▶ [Source extract]
....

Angela, who is retired with six adult children of her own, grew up with a brother who had Down’s Syndrome. She understood not just the challenges that Tatiana was facing, but all that Tatiana could achieve—with the right support.
“I want Tatiana to be raised with love and warmth and affection. Like a tree, if you support a tree when it’s young and take care of it, it will grow and develop. I do the same for Tatiana,” she told us then.
“Finding the right family to care for Tatiana was an enormous challenge… [our specialist social work team] fought red tape and prejudice at every turn to find Angela to be a wonderful foster mother to Tatiana.”
Tatiana has been with Angela and her family for seven years now and she has blossomed. When Tatiana first left the orphanage, she couldn’t stand or walk by herself. Soon, she could not only walk, she could run and she discovered that she loved to dance.
Our CEO, Mark Waddington, has stayed in touch and on his most recent visit, he was delighted to see how much Tatiana has grown.
“She’s really tall, very vibrant and very active now,” Mark reports, “and when Angela puts on her favourite song (Dance Monkey by Tones and I) Tatiana is electrified. She’s up and dancing, doing all the hand movements.”

....

▶ [What this exercise asks]
- 1) Answer these questions about the passage on Tatiana and Angela, one line each:
(a) How many adult children does Angela have?
(b) How long has Tatiana been with Angela and her family?
(c) Which song does Angela put on that gets Tatiana dancing?
- 2) Summarize the passage on Tatiana and Angela in two sentences.
- 3) Write out the passage on Tatiana and Angela word for word, beginning at the words "Angela, who is" and stopping after "told us then.".

....

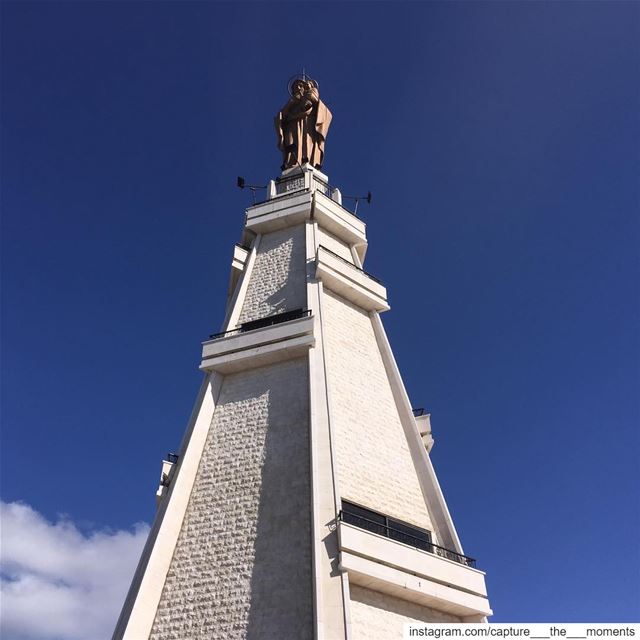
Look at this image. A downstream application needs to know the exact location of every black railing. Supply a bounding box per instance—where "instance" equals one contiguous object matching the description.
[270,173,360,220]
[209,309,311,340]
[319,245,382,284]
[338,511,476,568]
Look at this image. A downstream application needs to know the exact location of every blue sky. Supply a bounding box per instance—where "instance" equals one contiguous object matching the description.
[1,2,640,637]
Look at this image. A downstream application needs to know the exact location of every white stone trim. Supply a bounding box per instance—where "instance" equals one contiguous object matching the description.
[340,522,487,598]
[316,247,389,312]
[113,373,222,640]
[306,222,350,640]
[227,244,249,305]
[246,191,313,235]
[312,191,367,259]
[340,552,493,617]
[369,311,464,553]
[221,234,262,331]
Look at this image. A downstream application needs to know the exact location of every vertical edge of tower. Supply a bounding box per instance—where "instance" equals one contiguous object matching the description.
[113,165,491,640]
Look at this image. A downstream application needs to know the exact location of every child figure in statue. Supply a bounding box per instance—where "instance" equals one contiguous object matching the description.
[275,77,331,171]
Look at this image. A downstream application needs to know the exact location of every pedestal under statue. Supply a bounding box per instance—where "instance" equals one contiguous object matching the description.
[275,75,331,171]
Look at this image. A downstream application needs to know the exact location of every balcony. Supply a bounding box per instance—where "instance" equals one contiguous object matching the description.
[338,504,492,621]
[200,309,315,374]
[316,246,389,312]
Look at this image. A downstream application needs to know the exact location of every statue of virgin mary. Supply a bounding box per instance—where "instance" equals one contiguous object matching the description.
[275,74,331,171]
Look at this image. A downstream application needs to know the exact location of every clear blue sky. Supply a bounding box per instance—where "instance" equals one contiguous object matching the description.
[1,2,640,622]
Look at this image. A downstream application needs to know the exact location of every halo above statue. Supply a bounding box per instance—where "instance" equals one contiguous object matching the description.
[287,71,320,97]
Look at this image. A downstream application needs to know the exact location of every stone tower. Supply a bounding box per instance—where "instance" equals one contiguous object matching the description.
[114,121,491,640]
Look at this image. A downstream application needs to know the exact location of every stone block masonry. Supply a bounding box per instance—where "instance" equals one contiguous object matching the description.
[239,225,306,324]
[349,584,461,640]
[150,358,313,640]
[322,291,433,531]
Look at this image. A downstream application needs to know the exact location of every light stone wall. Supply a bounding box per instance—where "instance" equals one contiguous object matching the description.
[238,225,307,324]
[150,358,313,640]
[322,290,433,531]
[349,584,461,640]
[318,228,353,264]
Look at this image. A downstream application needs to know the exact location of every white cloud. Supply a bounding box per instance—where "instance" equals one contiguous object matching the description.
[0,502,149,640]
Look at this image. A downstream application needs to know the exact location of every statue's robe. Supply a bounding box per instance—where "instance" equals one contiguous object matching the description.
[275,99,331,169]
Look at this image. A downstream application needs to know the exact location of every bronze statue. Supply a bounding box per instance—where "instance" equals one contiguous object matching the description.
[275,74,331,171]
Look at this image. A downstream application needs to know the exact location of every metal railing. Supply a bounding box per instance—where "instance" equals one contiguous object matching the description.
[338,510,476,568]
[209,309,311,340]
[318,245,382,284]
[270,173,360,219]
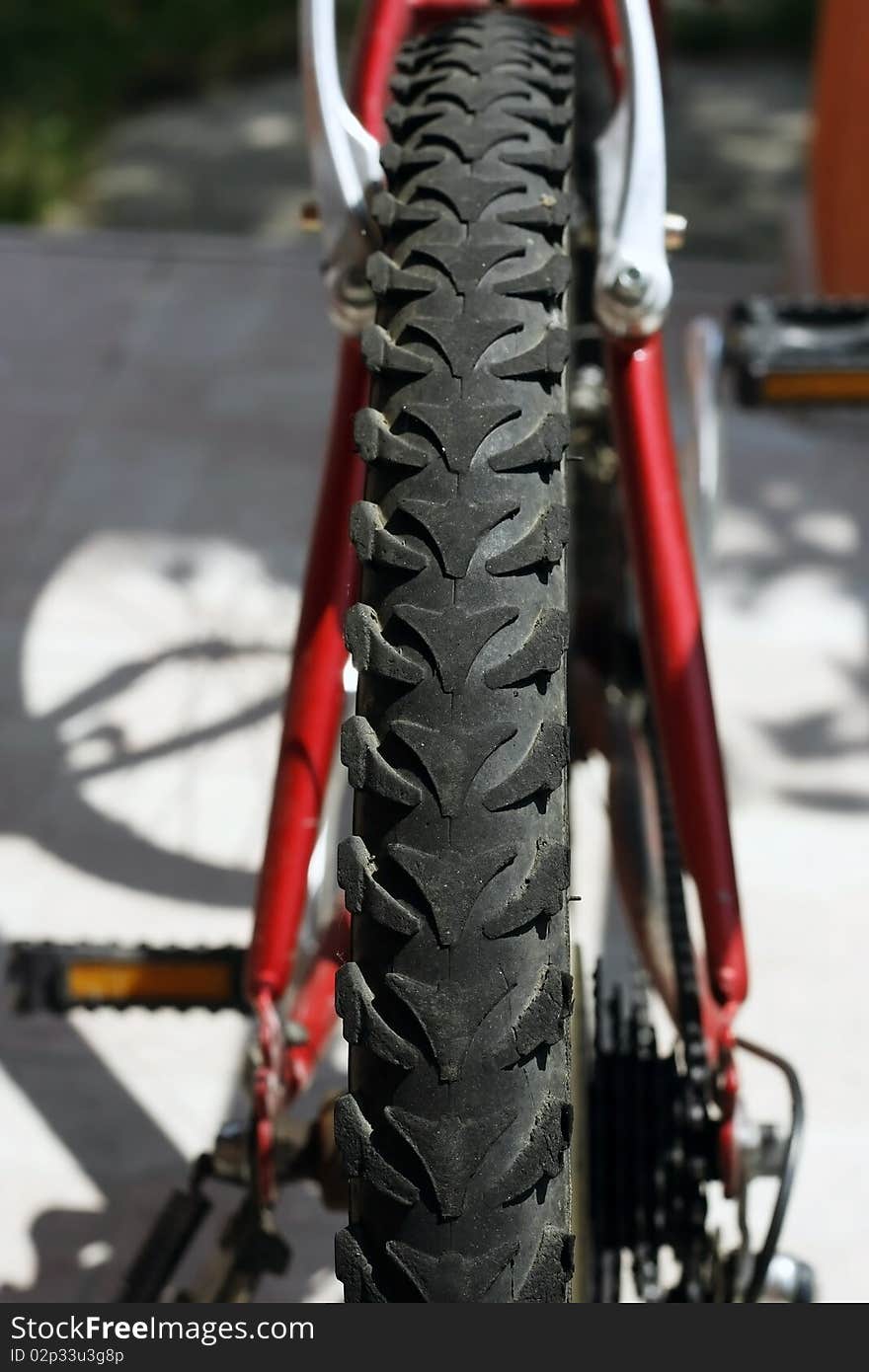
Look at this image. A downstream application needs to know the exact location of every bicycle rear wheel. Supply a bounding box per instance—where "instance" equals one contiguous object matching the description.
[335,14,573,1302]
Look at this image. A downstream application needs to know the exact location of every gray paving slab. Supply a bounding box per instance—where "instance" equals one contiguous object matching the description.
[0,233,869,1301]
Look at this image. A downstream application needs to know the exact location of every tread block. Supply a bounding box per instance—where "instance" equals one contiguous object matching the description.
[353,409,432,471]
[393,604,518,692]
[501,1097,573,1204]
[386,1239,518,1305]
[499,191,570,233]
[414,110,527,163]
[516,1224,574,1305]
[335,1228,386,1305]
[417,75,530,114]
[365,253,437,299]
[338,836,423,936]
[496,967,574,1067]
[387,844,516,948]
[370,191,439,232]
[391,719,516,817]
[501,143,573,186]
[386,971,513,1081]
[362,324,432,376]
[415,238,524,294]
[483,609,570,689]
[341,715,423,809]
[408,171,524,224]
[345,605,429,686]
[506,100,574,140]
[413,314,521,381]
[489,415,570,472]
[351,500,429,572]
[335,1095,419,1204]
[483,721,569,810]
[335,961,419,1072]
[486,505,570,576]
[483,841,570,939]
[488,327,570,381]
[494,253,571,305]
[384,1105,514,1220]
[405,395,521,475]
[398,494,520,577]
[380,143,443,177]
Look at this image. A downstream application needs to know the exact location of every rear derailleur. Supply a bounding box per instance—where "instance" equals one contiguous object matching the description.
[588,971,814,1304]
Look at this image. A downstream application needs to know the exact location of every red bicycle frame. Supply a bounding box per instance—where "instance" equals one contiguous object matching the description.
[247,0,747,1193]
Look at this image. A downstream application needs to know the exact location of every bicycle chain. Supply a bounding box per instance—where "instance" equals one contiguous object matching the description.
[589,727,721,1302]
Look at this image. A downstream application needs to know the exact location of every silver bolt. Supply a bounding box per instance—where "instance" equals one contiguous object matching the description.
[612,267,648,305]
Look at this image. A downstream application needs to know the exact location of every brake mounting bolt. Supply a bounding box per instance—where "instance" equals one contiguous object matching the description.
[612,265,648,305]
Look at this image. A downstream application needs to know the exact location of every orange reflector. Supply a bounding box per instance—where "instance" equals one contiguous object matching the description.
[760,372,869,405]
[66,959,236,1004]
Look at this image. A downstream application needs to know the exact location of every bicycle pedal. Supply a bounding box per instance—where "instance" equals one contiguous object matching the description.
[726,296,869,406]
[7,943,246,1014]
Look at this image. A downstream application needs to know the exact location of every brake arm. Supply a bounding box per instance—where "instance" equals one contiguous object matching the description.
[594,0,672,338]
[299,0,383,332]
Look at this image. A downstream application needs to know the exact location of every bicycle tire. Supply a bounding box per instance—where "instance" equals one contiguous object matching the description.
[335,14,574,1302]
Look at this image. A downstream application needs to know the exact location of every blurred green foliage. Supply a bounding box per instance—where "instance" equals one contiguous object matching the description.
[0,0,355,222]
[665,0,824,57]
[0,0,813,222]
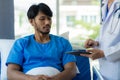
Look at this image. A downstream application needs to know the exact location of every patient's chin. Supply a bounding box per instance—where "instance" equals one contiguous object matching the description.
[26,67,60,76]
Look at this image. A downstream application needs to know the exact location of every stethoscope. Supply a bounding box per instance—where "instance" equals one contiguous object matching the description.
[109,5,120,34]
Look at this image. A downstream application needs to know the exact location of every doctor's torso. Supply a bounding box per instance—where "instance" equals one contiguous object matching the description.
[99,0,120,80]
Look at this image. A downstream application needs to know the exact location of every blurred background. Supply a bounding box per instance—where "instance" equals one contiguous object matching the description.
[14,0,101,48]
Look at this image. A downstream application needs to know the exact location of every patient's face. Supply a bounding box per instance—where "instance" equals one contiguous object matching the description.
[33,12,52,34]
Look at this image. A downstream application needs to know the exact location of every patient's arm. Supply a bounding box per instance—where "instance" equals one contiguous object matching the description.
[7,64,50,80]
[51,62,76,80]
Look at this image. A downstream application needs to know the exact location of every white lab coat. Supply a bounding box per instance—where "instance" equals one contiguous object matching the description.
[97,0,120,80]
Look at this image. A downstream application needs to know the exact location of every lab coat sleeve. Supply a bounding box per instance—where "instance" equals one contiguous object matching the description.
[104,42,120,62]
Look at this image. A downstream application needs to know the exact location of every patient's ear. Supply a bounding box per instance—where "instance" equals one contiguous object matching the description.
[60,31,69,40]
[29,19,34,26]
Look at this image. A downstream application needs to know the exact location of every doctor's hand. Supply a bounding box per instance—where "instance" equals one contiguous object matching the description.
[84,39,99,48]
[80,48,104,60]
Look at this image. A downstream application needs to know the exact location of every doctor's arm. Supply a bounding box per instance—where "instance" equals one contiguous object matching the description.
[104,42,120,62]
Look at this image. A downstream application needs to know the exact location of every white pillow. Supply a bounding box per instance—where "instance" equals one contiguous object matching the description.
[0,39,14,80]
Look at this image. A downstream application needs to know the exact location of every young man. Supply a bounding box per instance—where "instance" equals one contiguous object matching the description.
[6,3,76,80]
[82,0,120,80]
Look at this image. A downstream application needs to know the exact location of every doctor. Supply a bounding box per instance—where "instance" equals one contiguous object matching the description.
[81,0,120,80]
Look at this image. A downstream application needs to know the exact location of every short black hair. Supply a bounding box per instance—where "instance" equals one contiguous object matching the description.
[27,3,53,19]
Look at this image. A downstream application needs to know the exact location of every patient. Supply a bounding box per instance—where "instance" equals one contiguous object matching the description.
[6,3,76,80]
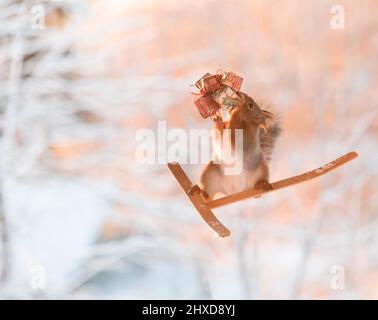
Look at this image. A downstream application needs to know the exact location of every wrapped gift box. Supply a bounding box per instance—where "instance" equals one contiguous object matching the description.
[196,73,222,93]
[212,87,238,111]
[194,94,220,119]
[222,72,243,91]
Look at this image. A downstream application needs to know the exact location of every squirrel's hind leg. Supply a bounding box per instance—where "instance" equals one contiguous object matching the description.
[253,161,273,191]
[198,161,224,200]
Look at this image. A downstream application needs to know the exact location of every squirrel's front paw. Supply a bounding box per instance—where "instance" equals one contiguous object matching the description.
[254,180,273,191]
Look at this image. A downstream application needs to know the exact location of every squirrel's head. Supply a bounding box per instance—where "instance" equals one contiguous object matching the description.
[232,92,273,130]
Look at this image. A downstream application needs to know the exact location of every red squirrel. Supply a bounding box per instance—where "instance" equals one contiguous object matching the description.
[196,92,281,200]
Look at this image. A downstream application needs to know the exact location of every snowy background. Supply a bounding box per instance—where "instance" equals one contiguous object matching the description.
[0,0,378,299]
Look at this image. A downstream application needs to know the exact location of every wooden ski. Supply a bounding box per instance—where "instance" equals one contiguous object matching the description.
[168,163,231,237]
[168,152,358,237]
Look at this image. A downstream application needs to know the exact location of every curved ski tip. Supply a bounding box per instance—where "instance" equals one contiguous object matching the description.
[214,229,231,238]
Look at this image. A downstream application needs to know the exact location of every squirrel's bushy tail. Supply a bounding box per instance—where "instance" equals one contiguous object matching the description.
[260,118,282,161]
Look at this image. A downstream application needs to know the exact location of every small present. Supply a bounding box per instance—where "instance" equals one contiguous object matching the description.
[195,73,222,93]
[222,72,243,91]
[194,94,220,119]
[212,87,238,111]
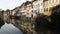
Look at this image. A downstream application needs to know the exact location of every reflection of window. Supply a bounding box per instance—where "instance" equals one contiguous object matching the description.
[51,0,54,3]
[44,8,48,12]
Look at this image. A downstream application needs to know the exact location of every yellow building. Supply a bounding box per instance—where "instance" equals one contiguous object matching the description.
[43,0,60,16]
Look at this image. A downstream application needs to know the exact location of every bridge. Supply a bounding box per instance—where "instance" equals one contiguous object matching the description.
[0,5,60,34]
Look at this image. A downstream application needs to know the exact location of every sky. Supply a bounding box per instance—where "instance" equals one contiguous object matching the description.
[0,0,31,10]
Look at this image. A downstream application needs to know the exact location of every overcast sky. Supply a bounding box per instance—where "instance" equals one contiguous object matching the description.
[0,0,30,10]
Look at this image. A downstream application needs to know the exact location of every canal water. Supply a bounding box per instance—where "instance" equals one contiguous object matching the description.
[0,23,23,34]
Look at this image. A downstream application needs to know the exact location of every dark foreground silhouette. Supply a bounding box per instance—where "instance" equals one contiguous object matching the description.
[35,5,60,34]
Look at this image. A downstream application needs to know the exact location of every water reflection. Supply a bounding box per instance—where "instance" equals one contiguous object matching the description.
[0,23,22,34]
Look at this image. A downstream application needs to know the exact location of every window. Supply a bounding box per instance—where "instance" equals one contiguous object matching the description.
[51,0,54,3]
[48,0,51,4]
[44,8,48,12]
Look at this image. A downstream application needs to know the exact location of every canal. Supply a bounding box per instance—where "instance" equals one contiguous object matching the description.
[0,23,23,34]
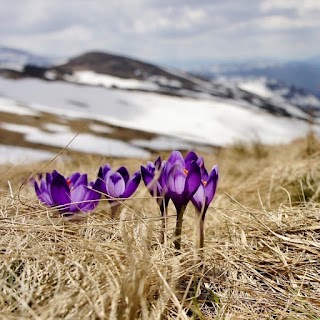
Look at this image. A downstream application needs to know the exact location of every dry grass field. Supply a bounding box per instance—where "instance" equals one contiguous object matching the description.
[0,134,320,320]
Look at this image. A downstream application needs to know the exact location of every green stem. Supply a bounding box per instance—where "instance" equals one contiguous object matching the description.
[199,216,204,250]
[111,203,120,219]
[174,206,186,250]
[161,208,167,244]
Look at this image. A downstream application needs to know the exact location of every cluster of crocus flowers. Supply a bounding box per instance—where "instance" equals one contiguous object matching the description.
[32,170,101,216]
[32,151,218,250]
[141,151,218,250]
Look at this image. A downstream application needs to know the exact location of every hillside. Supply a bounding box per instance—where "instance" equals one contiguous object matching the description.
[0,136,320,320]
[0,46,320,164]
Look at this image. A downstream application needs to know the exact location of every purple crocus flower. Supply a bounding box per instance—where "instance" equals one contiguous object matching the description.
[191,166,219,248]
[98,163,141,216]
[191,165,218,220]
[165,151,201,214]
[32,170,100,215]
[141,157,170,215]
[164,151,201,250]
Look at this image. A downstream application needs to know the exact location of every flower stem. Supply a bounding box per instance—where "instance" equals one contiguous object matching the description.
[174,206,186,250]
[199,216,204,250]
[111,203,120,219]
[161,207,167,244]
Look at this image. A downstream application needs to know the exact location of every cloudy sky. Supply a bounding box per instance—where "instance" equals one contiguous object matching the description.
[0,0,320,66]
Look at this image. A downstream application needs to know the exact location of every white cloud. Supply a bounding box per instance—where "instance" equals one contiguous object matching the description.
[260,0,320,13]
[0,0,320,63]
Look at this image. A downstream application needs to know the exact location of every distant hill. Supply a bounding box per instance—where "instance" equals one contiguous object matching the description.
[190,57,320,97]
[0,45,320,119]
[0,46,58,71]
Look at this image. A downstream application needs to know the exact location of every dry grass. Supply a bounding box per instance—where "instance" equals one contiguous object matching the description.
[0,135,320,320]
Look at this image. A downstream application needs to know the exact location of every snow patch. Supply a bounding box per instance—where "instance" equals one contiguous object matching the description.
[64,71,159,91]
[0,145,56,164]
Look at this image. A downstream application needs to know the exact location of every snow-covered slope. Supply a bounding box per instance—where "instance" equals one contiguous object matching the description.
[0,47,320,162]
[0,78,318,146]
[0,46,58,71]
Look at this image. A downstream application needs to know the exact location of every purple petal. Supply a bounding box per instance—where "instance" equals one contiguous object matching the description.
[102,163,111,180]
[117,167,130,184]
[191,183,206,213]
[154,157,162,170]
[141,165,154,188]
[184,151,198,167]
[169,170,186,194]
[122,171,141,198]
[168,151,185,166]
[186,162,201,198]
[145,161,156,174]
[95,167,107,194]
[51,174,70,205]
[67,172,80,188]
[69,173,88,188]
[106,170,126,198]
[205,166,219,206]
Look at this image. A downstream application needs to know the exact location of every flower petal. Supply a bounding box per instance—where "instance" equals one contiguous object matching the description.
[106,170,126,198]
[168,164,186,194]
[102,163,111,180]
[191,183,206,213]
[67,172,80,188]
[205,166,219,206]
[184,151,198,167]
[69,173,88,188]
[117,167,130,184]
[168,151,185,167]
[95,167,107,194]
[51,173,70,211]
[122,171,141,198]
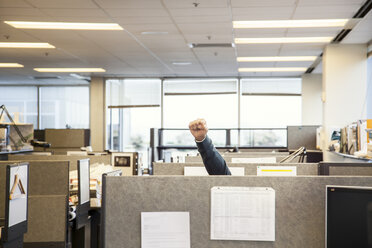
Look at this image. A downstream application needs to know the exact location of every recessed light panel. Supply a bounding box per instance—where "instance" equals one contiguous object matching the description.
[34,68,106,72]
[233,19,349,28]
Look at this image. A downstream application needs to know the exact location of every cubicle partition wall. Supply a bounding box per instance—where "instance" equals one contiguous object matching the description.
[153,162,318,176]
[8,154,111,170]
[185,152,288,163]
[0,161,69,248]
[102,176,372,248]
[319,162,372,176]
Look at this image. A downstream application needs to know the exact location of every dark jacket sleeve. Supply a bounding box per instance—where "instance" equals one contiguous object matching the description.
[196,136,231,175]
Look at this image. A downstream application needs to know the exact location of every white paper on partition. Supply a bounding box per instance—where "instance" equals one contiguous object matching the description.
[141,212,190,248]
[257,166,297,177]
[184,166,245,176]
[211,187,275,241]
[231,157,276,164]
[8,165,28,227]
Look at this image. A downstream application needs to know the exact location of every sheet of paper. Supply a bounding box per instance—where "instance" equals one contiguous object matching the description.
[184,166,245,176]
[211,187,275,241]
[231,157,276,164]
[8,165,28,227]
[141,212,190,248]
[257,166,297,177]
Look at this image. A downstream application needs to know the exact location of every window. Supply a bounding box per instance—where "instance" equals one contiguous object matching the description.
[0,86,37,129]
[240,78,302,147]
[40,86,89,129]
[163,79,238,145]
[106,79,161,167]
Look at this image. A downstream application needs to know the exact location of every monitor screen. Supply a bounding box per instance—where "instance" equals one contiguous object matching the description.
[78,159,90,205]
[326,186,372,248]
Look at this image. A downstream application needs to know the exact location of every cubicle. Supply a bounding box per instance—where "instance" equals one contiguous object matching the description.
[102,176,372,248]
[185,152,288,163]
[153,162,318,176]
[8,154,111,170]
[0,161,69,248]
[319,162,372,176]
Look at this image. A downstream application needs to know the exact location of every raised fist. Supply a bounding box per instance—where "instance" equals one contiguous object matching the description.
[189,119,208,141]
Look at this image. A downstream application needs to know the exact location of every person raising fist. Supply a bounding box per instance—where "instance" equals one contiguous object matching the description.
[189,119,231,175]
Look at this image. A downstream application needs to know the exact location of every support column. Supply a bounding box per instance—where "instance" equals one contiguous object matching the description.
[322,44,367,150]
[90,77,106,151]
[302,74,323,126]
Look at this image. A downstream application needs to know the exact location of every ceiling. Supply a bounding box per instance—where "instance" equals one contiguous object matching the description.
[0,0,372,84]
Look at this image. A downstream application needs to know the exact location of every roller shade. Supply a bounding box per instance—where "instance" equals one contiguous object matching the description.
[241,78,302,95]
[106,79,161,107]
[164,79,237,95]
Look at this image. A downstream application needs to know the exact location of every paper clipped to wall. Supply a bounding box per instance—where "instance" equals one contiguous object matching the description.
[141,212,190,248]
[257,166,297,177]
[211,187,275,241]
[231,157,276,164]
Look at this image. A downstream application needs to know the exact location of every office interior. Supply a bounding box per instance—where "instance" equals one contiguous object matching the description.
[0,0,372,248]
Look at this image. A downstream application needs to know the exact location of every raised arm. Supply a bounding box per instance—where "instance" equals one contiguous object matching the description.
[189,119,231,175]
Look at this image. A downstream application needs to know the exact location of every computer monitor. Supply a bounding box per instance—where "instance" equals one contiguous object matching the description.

....

▶ [Task-by-task results]
- 1)
(a) Six.
(b) Seven years.
(c) Dance Monkey by Tones and I.

- 2) Angela grew up with a brother who had Down's Syndrome and understood what Tatiana could achieve with the right support, so a specialist social work team that fought red tape and prejudice found her to be Tatiana's foster mother. In her seven years with Angela's family, Tatiana has gone from being unable to stand or walk by herself to running and dancing, as the CEO, Mark Waddington, saw on his most recent visit.

- 3)
Angela, who is retired with six adult children of her own, grew up with a brother who had Down’s Syndrome. She understood not just the challenges that Tatiana was facing, but all that Tatiana could achieve—with the right support.
“I want Tatiana to be raised with love and warmth and affection. Like a tree, if you support a tree when it’s young and take care of it, it will grow and develop. I do the same for Tatiana,” she told us then.